**Supplied entries:**
»»

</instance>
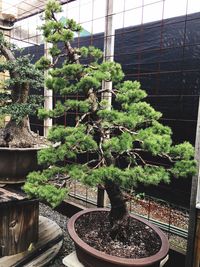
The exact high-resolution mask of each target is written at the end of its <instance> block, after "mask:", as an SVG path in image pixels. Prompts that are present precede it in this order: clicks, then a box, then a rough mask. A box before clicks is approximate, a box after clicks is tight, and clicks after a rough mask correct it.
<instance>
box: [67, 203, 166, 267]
mask: <svg viewBox="0 0 200 267" xmlns="http://www.w3.org/2000/svg"><path fill="white" fill-rule="evenodd" d="M97 211H99V212H101V211H109V210H108V209H100V208H97V209H87V210H83V211H80V212H78V213H76V214H75V215H74V216H72V217H71V218H70V219H69V221H68V225H67V228H68V231H69V235H70V236H71V238H72V239H73V241H74V243H75V248H76V253H77V257H78V259H79V261H80V262H81V263H82V264H83V265H84V266H85V267H117V266H118V267H125V266H129V267H139V266H140V267H142V266H151V267H158V266H160V262H161V261H162V260H163V259H164V258H165V257H166V256H167V254H168V251H169V243H168V239H167V237H166V236H165V235H164V233H163V232H162V231H161V230H160V229H159V228H158V227H156V226H154V225H152V224H151V223H149V222H148V221H146V220H144V219H141V218H140V217H138V216H135V215H131V217H132V218H134V219H137V220H139V221H141V222H143V223H145V224H146V225H148V226H149V227H150V228H152V229H153V230H154V231H155V232H156V233H157V234H158V236H159V237H160V239H161V248H160V250H159V251H158V252H157V253H156V254H155V255H153V256H150V257H146V258H140V259H128V258H121V257H117V256H111V255H108V254H105V253H103V252H101V251H98V250H96V249H94V248H92V247H90V246H89V245H88V244H86V243H85V242H84V241H83V240H82V239H80V238H79V236H78V235H77V233H76V231H75V222H76V220H77V219H78V218H80V217H81V216H82V215H83V214H85V213H89V212H97Z"/></svg>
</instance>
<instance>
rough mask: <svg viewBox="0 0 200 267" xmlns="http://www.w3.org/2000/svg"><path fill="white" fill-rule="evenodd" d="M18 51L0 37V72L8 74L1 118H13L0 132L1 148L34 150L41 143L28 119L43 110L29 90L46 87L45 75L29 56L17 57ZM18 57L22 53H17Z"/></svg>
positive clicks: (4, 40) (4, 92) (2, 108)
mask: <svg viewBox="0 0 200 267" xmlns="http://www.w3.org/2000/svg"><path fill="white" fill-rule="evenodd" d="M14 52H17V51H16V48H15V47H14V46H12V45H11V44H10V43H9V42H7V41H6V40H5V38H4V36H3V34H2V33H0V56H3V57H4V58H5V60H4V61H2V62H1V63H0V72H6V71H8V72H9V78H8V79H7V80H6V82H5V85H4V89H5V90H1V91H0V115H3V114H7V115H10V116H11V119H10V121H9V123H8V124H7V125H6V126H5V127H4V128H1V129H0V146H1V147H31V146H34V145H35V144H36V143H37V142H39V139H38V138H37V137H36V135H35V134H33V132H31V130H30V125H29V119H28V115H34V114H35V113H36V111H37V109H38V107H39V106H40V107H41V98H40V97H39V96H36V95H35V96H34V95H31V96H30V95H29V94H30V88H32V89H39V88H42V86H43V73H41V71H39V70H38V69H36V68H35V66H34V65H33V64H31V59H30V57H29V56H17V57H15V53H14ZM18 54H19V52H18Z"/></svg>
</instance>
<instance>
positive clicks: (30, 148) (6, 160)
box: [0, 147, 40, 184]
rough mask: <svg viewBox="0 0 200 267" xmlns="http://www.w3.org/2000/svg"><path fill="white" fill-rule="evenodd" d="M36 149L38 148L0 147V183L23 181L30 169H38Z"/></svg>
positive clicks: (36, 151)
mask: <svg viewBox="0 0 200 267" xmlns="http://www.w3.org/2000/svg"><path fill="white" fill-rule="evenodd" d="M38 150H40V148H8V147H0V184H16V183H23V182H25V179H26V176H27V174H28V173H29V172H30V171H34V170H38V169H39V165H38V162H37V151H38Z"/></svg>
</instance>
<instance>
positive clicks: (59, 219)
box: [40, 203, 74, 267]
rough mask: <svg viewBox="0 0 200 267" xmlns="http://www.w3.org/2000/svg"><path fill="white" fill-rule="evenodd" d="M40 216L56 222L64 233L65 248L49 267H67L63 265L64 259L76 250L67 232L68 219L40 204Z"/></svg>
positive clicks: (62, 246) (56, 211)
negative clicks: (74, 249) (43, 216)
mask: <svg viewBox="0 0 200 267" xmlns="http://www.w3.org/2000/svg"><path fill="white" fill-rule="evenodd" d="M40 215H42V216H44V217H47V218H49V219H51V220H52V221H54V222H56V223H57V224H58V225H59V226H60V228H61V229H62V231H63V235H64V240H63V246H62V248H61V250H60V252H59V253H58V255H57V256H56V257H55V259H54V260H52V261H51V262H50V263H49V264H48V265H47V266H48V267H62V266H65V265H63V264H62V259H63V258H64V257H66V256H67V255H68V254H70V253H71V252H72V251H73V250H74V245H73V242H72V240H71V239H70V237H69V235H68V232H67V220H68V218H67V217H66V216H64V215H62V214H60V213H58V212H57V211H54V210H53V209H51V208H50V207H49V206H46V205H44V204H42V203H40Z"/></svg>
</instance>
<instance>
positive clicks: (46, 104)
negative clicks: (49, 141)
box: [44, 42, 53, 137]
mask: <svg viewBox="0 0 200 267" xmlns="http://www.w3.org/2000/svg"><path fill="white" fill-rule="evenodd" d="M51 46H52V45H51V44H49V43H47V42H45V43H44V52H45V57H46V58H48V59H50V60H51V61H52V57H51V55H50V54H49V49H50V48H51ZM47 76H48V71H45V78H47ZM44 108H45V109H47V110H51V109H52V108H53V91H52V90H49V89H47V88H46V87H44ZM51 127H52V119H50V118H47V119H45V120H44V136H45V137H46V136H47V135H48V132H49V129H50V128H51Z"/></svg>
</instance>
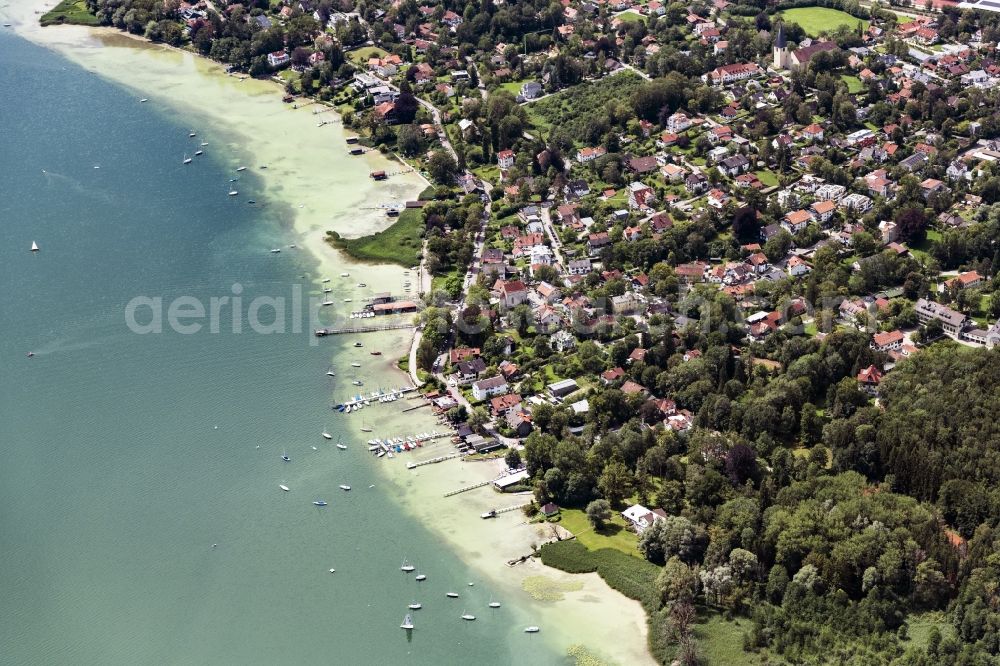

««

**Work item:** Please repeat all of the items above verbatim, leaving the pictures out of your answer.

**Exercise answer:**
</instance>
The exact high-resolution mask of each target is written at the end of its <instance> block, after "mask:", as an SVG path in image pixels. Prompts that are present precede it in this order: clicks, then a box, then a rough mask. A box before clicks is approximate, a box after clicks is tight, and clicks after a rough mask correct it.
<instance>
box: [67, 203, 166, 267]
mask: <svg viewBox="0 0 200 267" xmlns="http://www.w3.org/2000/svg"><path fill="white" fill-rule="evenodd" d="M97 211H99V212H101V211H109V210H108V209H100V208H97V209H87V210H83V211H80V212H78V213H76V214H75V215H74V216H72V217H71V218H70V219H69V221H68V225H67V228H68V231H69V235H70V236H71V238H72V239H73V241H74V243H75V248H76V253H77V257H78V259H79V261H80V262H81V263H82V264H83V265H84V266H85V267H117V266H118V267H125V266H129V267H139V266H140V267H142V266H151V267H158V266H160V262H161V261H162V260H163V259H164V258H165V257H166V256H167V254H168V251H169V243H168V239H167V237H166V236H165V235H164V233H163V232H162V231H161V230H160V229H159V228H158V227H156V226H154V225H152V224H151V223H149V222H148V221H146V220H144V219H141V218H140V217H138V216H135V215H131V217H132V218H134V219H137V220H139V221H141V222H143V223H145V224H146V225H148V226H149V227H150V228H152V229H153V230H154V231H155V232H156V233H157V234H158V236H159V237H160V239H161V248H160V250H159V251H158V252H157V253H156V254H155V255H153V256H150V257H146V258H140V259H128V258H121V257H117V256H111V255H108V254H105V253H103V252H101V251H98V250H96V249H94V248H92V247H90V246H89V245H88V244H86V243H85V242H84V241H83V240H82V239H80V238H79V236H78V235H77V233H76V231H75V222H76V220H77V219H78V218H80V217H81V216H82V215H83V214H85V213H89V212H97Z"/></svg>
</instance>
<instance>
rough mask: <svg viewBox="0 0 200 267" xmlns="http://www.w3.org/2000/svg"><path fill="white" fill-rule="evenodd" d="M18 51L0 37V72L8 74L1 118H13L0 132L1 148L34 150L41 143L28 119L43 110L29 90L46 87L45 75L29 56L17 57ZM18 57L22 53H17Z"/></svg>
positive clicks: (4, 40) (4, 92) (2, 108)
mask: <svg viewBox="0 0 200 267" xmlns="http://www.w3.org/2000/svg"><path fill="white" fill-rule="evenodd" d="M14 52H17V51H16V48H15V47H14V46H12V45H11V44H10V43H9V42H7V41H6V40H5V38H4V36H3V34H2V33H0V56H3V57H4V58H5V60H4V61H2V62H1V63H0V72H6V71H8V72H9V78H8V79H7V80H6V82H5V85H4V89H5V90H1V91H0V115H3V114H7V115H10V116H11V119H10V121H9V123H8V124H7V125H6V126H5V127H4V128H1V129H0V146H1V147H31V146H34V145H35V144H36V143H37V142H39V139H38V138H37V137H36V135H35V134H33V132H31V130H30V125H29V119H28V115H34V114H35V113H36V111H37V109H38V107H39V106H40V107H41V98H40V97H39V96H36V95H35V96H34V95H31V96H30V95H29V94H30V88H32V89H39V88H42V86H43V73H41V71H39V70H38V69H36V68H35V66H34V65H33V64H31V59H30V57H29V56H17V57H15V53H14ZM18 54H19V52H18Z"/></svg>
</instance>
<instance>
positive clicks: (30, 148) (6, 160)
box: [0, 147, 40, 184]
rough mask: <svg viewBox="0 0 200 267" xmlns="http://www.w3.org/2000/svg"><path fill="white" fill-rule="evenodd" d="M36 149L38 148L0 147V183L23 181L30 169H38Z"/></svg>
positive clicks: (36, 151)
mask: <svg viewBox="0 0 200 267" xmlns="http://www.w3.org/2000/svg"><path fill="white" fill-rule="evenodd" d="M38 150H40V148H8V147H0V184H16V183H23V182H25V179H26V176H27V174H28V173H29V172H30V171H34V170H38V169H39V165H38V162H37V151H38Z"/></svg>
</instance>
<instance>
positive clicks: (59, 219)
box: [40, 203, 74, 267]
rough mask: <svg viewBox="0 0 200 267" xmlns="http://www.w3.org/2000/svg"><path fill="white" fill-rule="evenodd" d="M40 216L56 222L64 233L65 248L49 267H67L63 265L64 259L76 250L67 232L68 219L40 204Z"/></svg>
positive clicks: (62, 246) (56, 211)
negative clicks: (74, 249) (43, 216)
mask: <svg viewBox="0 0 200 267" xmlns="http://www.w3.org/2000/svg"><path fill="white" fill-rule="evenodd" d="M40 215H42V216H44V217H47V218H49V219H51V220H52V221H54V222H56V223H57V224H58V225H59V226H60V228H61V229H62V231H63V235H64V240H63V246H62V248H61V250H60V252H59V253H58V255H57V256H56V257H55V259H54V260H52V261H51V262H50V263H49V264H48V265H47V266H48V267H62V266H65V265H63V264H62V259H63V258H64V257H66V256H67V255H68V254H70V253H71V252H72V251H73V250H74V245H73V242H72V240H71V239H70V237H69V235H68V232H67V220H68V218H67V217H66V216H64V215H62V214H60V213H58V212H57V211H54V210H53V209H51V208H50V207H49V206H46V205H44V204H42V203H40Z"/></svg>
</instance>
<instance>
positive clicks: (46, 104)
negative clicks: (49, 141)
box: [44, 42, 53, 137]
mask: <svg viewBox="0 0 200 267" xmlns="http://www.w3.org/2000/svg"><path fill="white" fill-rule="evenodd" d="M51 46H52V45H51V44H49V43H47V42H45V43H44V52H45V57H46V58H48V59H50V60H51V61H52V57H51V55H50V54H49V49H50V48H51ZM47 76H48V71H45V78H47ZM44 108H45V109H47V110H51V109H52V108H53V91H52V90H49V89H47V88H46V87H44ZM51 127H52V119H50V118H47V119H45V120H44V136H45V137H46V136H47V135H48V132H49V129H50V128H51Z"/></svg>
</instance>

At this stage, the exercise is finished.